▶ [Stated exercise]: Rewrite the lines below as a numbered list, from the line with "For every instance of the baboon's" up to and including the line with "Query: baboon's brown fur". Leave out any blank lines.

--- START Dataset entries ---

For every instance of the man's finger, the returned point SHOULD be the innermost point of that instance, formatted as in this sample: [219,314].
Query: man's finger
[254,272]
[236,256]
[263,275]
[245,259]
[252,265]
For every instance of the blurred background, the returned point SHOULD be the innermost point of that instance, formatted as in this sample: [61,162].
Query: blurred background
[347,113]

--- END Dataset entries ---
--- START Dataset entries ---

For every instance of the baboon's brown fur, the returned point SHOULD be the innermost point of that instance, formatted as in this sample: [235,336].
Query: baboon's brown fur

--- END Dataset entries ---
--- START Dataset entries ---

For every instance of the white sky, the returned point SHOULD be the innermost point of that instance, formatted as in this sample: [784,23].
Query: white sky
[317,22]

--- END Dataset entries ---

▶ [The answer]:
1. For every instance of the baboon's brown fur, the returned point SHOULD be the innermost point of that instance, formatted as in this sample: [235,336].
2. Query: baboon's brown fur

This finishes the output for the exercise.